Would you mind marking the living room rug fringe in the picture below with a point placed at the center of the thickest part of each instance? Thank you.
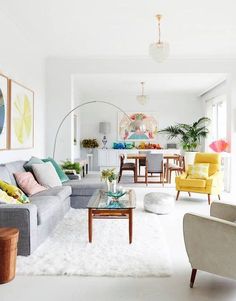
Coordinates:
(68, 252)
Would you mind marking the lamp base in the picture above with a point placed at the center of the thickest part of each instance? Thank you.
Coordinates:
(104, 141)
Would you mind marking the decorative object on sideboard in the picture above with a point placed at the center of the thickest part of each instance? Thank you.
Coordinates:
(142, 99)
(4, 113)
(76, 108)
(104, 128)
(149, 145)
(22, 116)
(123, 145)
(159, 50)
(70, 166)
(90, 144)
(143, 126)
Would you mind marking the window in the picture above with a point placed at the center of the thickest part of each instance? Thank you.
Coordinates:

○ ○ ○ ○ ○ ○ ○

## Task objective
Could the lines above be copied out exactly, with no image carried over?

## Task result
Would you mind marking the living room rug fringe in the picture below with a point placed at the center of the thickest part of each instance? Thank you.
Coordinates:
(68, 252)
Would you mind marking the lamp base in the picture above with a point placed at the center of the thickest part of each instance? Thank you.
Coordinates:
(104, 141)
Would you mind marking the decorative object on sideboard in the picture above with a point placed at the center of the thickest part of each instance? Thank you.
Coordinates:
(142, 99)
(4, 113)
(76, 108)
(104, 128)
(149, 145)
(22, 116)
(123, 145)
(159, 50)
(70, 166)
(90, 144)
(143, 126)
Would you mind marking the window in the picture above with a point placed at the center of the thickest part of each instance? Thank you.
Coordinates:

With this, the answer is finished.